### Given problem
Reproduce the lines from the one containing "the bird's eye" up to and including the one containing "x=262, y=198", with every occurrence of "sample" changed to "template" and nothing else altered.

=== Data in this exercise ===

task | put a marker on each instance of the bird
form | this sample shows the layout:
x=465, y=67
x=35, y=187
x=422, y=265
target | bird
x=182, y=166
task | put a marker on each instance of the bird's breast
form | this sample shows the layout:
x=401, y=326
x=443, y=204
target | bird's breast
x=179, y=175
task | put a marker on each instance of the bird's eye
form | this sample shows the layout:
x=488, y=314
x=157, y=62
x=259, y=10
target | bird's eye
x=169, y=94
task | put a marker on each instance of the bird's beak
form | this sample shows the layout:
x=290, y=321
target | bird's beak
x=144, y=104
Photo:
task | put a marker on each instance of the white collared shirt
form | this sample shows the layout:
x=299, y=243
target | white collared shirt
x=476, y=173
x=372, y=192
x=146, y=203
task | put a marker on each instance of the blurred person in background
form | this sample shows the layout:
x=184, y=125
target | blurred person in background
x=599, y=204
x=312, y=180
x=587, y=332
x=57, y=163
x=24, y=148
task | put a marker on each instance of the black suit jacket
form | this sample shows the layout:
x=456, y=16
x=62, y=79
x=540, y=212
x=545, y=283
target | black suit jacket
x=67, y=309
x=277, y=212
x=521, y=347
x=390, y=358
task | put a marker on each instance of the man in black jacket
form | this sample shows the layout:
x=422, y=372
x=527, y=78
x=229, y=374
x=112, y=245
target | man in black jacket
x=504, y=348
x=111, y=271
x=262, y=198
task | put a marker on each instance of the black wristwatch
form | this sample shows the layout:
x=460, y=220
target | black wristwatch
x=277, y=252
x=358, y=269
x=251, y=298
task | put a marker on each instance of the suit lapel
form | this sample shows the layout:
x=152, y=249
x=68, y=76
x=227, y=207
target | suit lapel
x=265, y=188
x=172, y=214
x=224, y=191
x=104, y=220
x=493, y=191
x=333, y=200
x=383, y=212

===

### Answer
task | put a marker on each instance of the bird's eye
form | this template shows the layout:
x=488, y=314
x=157, y=62
x=259, y=10
target | bird's eye
x=169, y=94
task | put a marker on each instance of the bird's beak
form | this template shows the layout:
x=290, y=321
target | bird's beak
x=144, y=104
Photo:
task | put a marker on each instance of the white collared shirt
form | this template shows the layout:
x=299, y=243
target | white collared shirt
x=476, y=173
x=372, y=192
x=146, y=203
task | put a marker on each instance of the blurred person in background
form | this template shows the layout:
x=184, y=125
target | blurred person in background
x=599, y=204
x=312, y=180
x=587, y=332
x=57, y=163
x=24, y=148
task | put a marker on each instance of the black suit jacket
form | this template shows the layout:
x=456, y=16
x=62, y=79
x=540, y=212
x=545, y=283
target | black suit jacket
x=67, y=309
x=277, y=212
x=521, y=347
x=390, y=358
task | put a marker on each instance of the man in black jacket
form | this template shows the layout:
x=422, y=372
x=527, y=78
x=229, y=374
x=112, y=245
target | man in black jacket
x=504, y=348
x=111, y=271
x=262, y=198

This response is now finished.